** TASK OBJECTIVE **
Every entry below is to be retyped exactly as it appears.

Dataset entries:
------------
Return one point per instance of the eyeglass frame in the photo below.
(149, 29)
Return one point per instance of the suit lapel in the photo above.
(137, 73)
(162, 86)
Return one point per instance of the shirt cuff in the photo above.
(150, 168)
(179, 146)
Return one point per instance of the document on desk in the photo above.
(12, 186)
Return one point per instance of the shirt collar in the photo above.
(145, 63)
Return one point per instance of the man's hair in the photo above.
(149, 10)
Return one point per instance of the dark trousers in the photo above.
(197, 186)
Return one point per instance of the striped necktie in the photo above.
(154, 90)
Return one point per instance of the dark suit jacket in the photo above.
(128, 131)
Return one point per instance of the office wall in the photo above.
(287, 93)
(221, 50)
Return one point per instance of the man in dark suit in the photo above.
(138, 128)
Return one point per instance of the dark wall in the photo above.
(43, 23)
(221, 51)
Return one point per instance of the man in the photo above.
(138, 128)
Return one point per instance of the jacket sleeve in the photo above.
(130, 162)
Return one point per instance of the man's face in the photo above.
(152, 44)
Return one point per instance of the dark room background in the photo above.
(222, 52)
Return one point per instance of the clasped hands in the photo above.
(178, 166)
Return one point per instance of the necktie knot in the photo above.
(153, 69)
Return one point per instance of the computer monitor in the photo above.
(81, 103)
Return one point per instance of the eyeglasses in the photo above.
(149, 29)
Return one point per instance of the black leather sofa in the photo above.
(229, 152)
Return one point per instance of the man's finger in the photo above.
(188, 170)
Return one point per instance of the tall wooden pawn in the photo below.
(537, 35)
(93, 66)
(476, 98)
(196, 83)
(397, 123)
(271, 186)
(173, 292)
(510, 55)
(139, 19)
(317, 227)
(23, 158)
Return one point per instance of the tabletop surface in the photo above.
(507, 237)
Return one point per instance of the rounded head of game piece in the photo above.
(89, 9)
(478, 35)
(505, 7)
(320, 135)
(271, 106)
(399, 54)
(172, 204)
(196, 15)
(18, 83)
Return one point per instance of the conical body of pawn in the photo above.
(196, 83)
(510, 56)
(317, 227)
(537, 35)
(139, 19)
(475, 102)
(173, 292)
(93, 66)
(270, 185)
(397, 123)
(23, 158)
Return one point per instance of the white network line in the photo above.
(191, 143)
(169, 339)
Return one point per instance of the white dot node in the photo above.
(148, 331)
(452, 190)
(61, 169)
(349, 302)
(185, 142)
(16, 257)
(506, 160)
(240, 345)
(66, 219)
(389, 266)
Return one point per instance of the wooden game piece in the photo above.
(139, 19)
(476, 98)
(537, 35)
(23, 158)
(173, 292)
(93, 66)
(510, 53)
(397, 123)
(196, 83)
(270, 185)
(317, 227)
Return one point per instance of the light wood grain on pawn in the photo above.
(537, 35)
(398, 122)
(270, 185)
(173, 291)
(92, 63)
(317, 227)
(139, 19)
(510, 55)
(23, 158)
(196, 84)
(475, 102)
------------
** EXERCISE OUTPUT **
Return one point per instance of the eyeglass frame in the photo below.
(149, 29)
Return one point per instance of the suit lapel in the photo above.
(137, 73)
(162, 86)
Return one point per instance of the shirt cuff in the photo above.
(150, 168)
(179, 146)
Return one point per instance of the document on desk in the photo above.
(12, 186)
Return one point per instance of the shirt collar in the photo above.
(145, 63)
Return one point per instance of the man's hair in the photo above.
(149, 10)
Return one point per instance of the dark trousers in the photo above.
(197, 186)
Return one point per instance of the striped necktie in the photo above.
(154, 90)
Return one point per instance of the dark suit jacket in the photo above.
(128, 131)
Return one point per instance of the office wall in the photo above.
(287, 93)
(221, 50)
Return one point per instance of the man in dark suit in the photo above.
(138, 128)
Return one point per instance of the dark wall in the photo above.
(43, 23)
(221, 51)
Return one point per instance of the man in the photo above.
(138, 128)
Return one point per instance of the jacket sleeve in the photo above.
(130, 162)
Return one point per instance of the man's face in the photo above.
(152, 44)
Return one point per instance of the dark room background in the photo above.
(222, 52)
Return one point per instance of the clasped hands in the photo above.
(178, 166)
Return one point per instance of the necktie knot in the photo above.
(153, 69)
Return one point per instance of the computer monitor in the photo above.
(81, 103)
Return one point per instance of the eyeglasses in the photo above.
(149, 29)
Return one point per instance of the black leather sofa in the photo above.
(229, 152)
Return one point per instance of the man's finger in the photo above.
(188, 170)
Return one point per instance of the tall wooden pawn in the photo below.
(537, 35)
(93, 66)
(476, 98)
(196, 83)
(397, 123)
(271, 186)
(173, 292)
(510, 55)
(139, 19)
(317, 227)
(23, 158)
Return one point per instance of the tabletop surface in the photo above.
(507, 237)
Return one point per instance of the rounded head of game piece in the photo above.
(89, 9)
(478, 35)
(505, 7)
(320, 135)
(271, 106)
(399, 54)
(172, 204)
(196, 15)
(18, 83)
Return one point per instance of the conical body of pawn in the photo above.
(196, 83)
(510, 56)
(317, 227)
(537, 35)
(139, 19)
(475, 102)
(173, 292)
(93, 66)
(270, 185)
(397, 123)
(23, 158)
Return one point per instance of the white network line in the photo above.
(191, 143)
(169, 339)
Return one point per instance of the white dot node in the photo above.
(148, 331)
(452, 190)
(61, 169)
(349, 302)
(185, 142)
(16, 257)
(506, 160)
(240, 345)
(66, 219)
(389, 266)
Return one point per instance of the wooden game piece in the photo above.
(139, 19)
(476, 98)
(537, 35)
(23, 158)
(173, 292)
(93, 66)
(510, 53)
(397, 123)
(196, 83)
(270, 185)
(317, 227)
Return one point per instance of the light wood grain on pawn in the photo above.
(537, 35)
(398, 122)
(270, 185)
(173, 291)
(92, 63)
(317, 227)
(139, 19)
(510, 55)
(23, 158)
(196, 84)
(475, 102)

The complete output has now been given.